From a tiny kitten to a senior feline, adopting a cat from a local rescue centre is a great alternative to purchasing from a breeder. By giving this furry little friend a second chance, you’re giving them a brand new loving home that will give them the chance of a happy and fulfilled life.

Adopting a new family member is such an exciting time and you’ll want to be prepared to give them the best possible start at a new life. Before you bring them home, you should have, at a minimum, these 5 things prepared:

  • Food
  • Water
  • Litter tray
  • Scratching area
  • Rest and hiding areas

Fresh water should always be available and out in the open and litter trays need to be regularly cleaned and in a quiet and equally tidy place, such as the laundry room.

Scratching posts or toys are also very important for both entertaining and grooming your cat. Scratching is part of a cat’s nature and helps them manage emotions, keep their nails in check and mark their scent through the glands in their toes.

It’s no secret that cats love to hide. Private, quiet and safe places like underneath a bed or even a cardboard box with soft blankets are perfect for making them feel secure.

For a kitten

You must remember that a kitten is just a baby; they’re going to be dependent on you for their development and growth. To feed them, you should introduce canned or dry kitten food, with either a bowl of dry food left out to snack on throughout the day or set times to eat. A kitten that’s 3 to 6 months old should have meals 3 times per day.

If your kitten is adopted from places such as the RSPCA, they will be desexed, vaccinated and given a checkup from a vet before they’re sent home with you – make sure to double-check that this has all been done.

For an adult cat

Being moved from the shelter to your home is a big step for your new cat to take. They might be stressed, scared and feel unsafe as they are in a new environment with strange sounds, sights, smells and people who they aren’t sure they can trust yet.

Unlike a kitten, an older cat has past experiences and they might not all be friendly. That’s why it’s important to not rush them or demand affection.

Containing your cat to one room at first and slowly introducing them to the rest of the house is a good plan for not overwhelming them. Establishing a routine is also important for getting them settled in, with feeding, play and cuddle times.

Use positive reinforcement for behaviours you want to encourage, such as using the litter box correctly or letting you pet them. With this, pay attention to your cat’s body language and ensure that when you’re touching them that they aren’t stressed. An at ease cat will purr, slowly blink, expose their belly, or simply be relaxed. If they show signs of anxiety, like hissing or ears that are pointed back, give them some space and wait until they come over to you. Be patient and your cat will quickly realise that they can trust you and that you are committed to loving them no matter what!

Choosing to adopt a cat or kitten will provide you and your family with love, affection and a lifetime of memories. With your commitment and care, you can provide an adopted cat with a second chance at having that as well.

- QUESTIONS:
(1) In the cat adoption guide, how often should a kitten aged 3 to 6 months eat?
(2) Please reproduce word for word the part of the cat adoption guide starting with "For an adult" and going on through "and cuddle times.".

- MATERIAL SUPPLIED:
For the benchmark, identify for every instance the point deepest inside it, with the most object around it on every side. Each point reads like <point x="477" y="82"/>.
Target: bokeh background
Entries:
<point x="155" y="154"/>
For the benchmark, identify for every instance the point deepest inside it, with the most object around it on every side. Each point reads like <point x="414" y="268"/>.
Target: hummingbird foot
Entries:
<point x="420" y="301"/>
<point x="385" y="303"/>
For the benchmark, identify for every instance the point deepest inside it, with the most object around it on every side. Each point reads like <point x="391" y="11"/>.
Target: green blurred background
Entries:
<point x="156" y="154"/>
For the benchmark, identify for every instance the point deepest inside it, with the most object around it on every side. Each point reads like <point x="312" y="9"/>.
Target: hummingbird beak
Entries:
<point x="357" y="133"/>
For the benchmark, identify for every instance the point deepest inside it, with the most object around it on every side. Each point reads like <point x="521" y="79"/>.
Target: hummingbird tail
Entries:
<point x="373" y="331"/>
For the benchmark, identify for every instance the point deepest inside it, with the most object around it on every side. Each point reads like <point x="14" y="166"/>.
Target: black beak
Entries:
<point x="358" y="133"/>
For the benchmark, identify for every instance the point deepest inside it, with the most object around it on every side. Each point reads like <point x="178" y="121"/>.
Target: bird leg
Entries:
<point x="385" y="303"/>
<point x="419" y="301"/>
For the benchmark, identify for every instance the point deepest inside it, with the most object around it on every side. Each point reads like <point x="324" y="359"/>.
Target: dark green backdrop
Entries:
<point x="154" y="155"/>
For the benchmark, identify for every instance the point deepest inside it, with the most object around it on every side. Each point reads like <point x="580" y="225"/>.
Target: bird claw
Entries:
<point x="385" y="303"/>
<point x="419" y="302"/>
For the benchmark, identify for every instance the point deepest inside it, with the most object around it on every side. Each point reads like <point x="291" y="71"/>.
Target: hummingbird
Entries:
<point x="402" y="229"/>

- ANSWERS BY ITEM:
(1) Three times per day.

(2)
For an adult cat

Being moved from the shelter to your home is a big step for your new cat to take. They might be stressed, scared and feel unsafe as they are in a new environment with strange sounds, sights, smells and people who they aren’t sure they can trust yet.

Unlike a kitten, an older cat has past experiences and they might not all be friendly. That’s why it’s important to not rush them or demand affection.

Containing your cat to one room at first and slowly introducing them to the rest of the house is a good plan for not overwhelming them. Establishing a routine is also important for getting them settled in, with feeding, play and cuddle times.